Exercise requirements: Please return the records below exactly as they appear, leaving every picture out.

Photo-based referring expression data:
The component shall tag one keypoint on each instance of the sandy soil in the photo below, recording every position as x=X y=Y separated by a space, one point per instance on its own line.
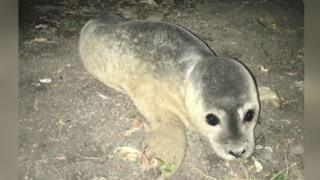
x=70 y=127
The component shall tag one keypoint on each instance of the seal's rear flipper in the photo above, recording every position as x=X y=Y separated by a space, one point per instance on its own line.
x=166 y=142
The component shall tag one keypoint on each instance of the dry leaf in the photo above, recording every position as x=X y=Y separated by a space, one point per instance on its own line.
x=61 y=157
x=299 y=84
x=269 y=96
x=257 y=164
x=263 y=69
x=41 y=26
x=45 y=80
x=127 y=153
x=102 y=96
x=147 y=163
x=135 y=126
x=39 y=40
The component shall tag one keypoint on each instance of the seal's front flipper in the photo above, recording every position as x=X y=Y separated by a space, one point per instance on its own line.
x=269 y=96
x=166 y=142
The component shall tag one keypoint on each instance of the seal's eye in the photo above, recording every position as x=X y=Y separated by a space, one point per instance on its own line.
x=212 y=119
x=249 y=115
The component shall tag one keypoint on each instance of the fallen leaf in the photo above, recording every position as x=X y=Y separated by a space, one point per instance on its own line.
x=61 y=157
x=263 y=69
x=299 y=85
x=269 y=96
x=45 y=80
x=102 y=95
x=41 y=26
x=257 y=164
x=166 y=167
x=135 y=126
x=127 y=153
x=147 y=163
x=39 y=40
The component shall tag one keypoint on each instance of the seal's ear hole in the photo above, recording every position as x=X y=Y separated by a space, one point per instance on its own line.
x=249 y=115
x=212 y=120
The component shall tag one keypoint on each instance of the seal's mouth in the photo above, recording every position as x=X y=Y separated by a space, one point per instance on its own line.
x=227 y=155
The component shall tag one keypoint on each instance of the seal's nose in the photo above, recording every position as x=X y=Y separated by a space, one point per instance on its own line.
x=237 y=153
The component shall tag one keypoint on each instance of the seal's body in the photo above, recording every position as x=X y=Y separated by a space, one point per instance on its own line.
x=176 y=81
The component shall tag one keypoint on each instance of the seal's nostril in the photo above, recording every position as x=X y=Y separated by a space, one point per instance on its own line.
x=237 y=154
x=243 y=151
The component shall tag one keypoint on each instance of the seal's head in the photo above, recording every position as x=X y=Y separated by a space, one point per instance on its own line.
x=222 y=99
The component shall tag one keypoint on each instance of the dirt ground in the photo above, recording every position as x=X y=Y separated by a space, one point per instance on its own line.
x=69 y=127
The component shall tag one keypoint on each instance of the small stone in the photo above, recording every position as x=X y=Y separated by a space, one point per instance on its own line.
x=297 y=149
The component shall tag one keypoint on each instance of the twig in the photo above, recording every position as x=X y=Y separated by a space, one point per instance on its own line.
x=203 y=174
x=245 y=170
x=90 y=158
x=286 y=169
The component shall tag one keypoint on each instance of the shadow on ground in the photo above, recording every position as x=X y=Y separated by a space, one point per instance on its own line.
x=70 y=124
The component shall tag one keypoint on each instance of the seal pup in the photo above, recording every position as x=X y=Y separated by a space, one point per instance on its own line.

Result:
The component shall tag one keypoint on each instance of the sandy soil in the photo below, recording every position as x=X y=Y separated by a space, one point per instance on its own line.
x=70 y=127
The component shall tag one keypoint on each instance of the seal's rear flipper in the photo above, recording every position as x=X y=Y separated by a space, one point per instance on its own line.
x=166 y=142
The component shall tag one keypoint on each instance of the dry leaf in the photo above, recording every position as x=X y=Y separated by a space, one point per instance on its own line.
x=61 y=157
x=299 y=84
x=269 y=96
x=257 y=164
x=263 y=69
x=41 y=26
x=45 y=80
x=127 y=153
x=102 y=96
x=147 y=163
x=135 y=126
x=39 y=40
The component shall tag one keypoint on each instance of the seal's front flipper in the photo above, recording every position as x=X y=Y separated by a space, one point per instance on its own line.
x=269 y=96
x=166 y=142
The component shall tag one keypoint on each instance of the seal's eye in the photo above, recording every position as x=X y=Y separated by a space, one point per instance on its own line.
x=212 y=119
x=249 y=115
The component shall tag one keypoint on each instance of the fallen leaf in the photo above, recording every position as x=X y=Y separated by a space, one point per instance on its own line.
x=61 y=157
x=263 y=69
x=299 y=85
x=269 y=96
x=45 y=80
x=102 y=95
x=41 y=26
x=257 y=164
x=166 y=167
x=135 y=126
x=127 y=153
x=147 y=163
x=39 y=40
The component shall tag one keypoint on each instance of the seal's ear hole in the photo above, recording every position as x=X y=Y separated by a space, one point per instance on its own line.
x=249 y=115
x=212 y=120
The component shall tag one keypoint on each instance of the seal's mouth in the photo above, recording every position as x=X y=Y separated by a space, one point per instance on its own line.
x=227 y=155
The component shall tag one keypoint on each instance of the seal's nose in the photo above, recording every position as x=X y=Y separated by a space, one point per instance on its own line.
x=237 y=153
The component shall tag one keypoint on each instance of the seal's body in the photo above, recording every position as x=X y=Y separated by a space, one point per instance on its own line.
x=176 y=81
The component shall tag one keypoint on each instance of the seal's nostril in the photo above, recording every position as x=X y=Y separated by a space, one point per instance on its own line.
x=237 y=154
x=243 y=151
The component shall tag one keypoint on each instance of the seal's head in the photo above, recording every position as x=X y=Y separated by a space, one point per instance on its own line.
x=222 y=99
The component shall tag one keypoint on each instance of the dirt ground in the photo above, recording every position as x=X y=Y separated by a space, one point per instance on its own line.
x=69 y=127
The component shall tag one keypoint on each instance of the small stone in the photo above, recording every position as x=X y=Y separated by a space, one point per instance on its own line.
x=297 y=149
The component shall tag one keypoint on each instance of the twig in the photo above, recording every position as x=X y=Y separated by a space, one point per instance on its own line.
x=203 y=174
x=245 y=170
x=90 y=158
x=286 y=169
The component shall tag one keypoint on each instance of the shadow on ground in the photo above, recording every position as x=X y=Y separated by a space, one point per instance on its own line.
x=70 y=124
The component shall tag one keypoint on each instance of the seal pup in the photo above, recording every position as x=X y=Y separated by a space, one point per instance on its own line.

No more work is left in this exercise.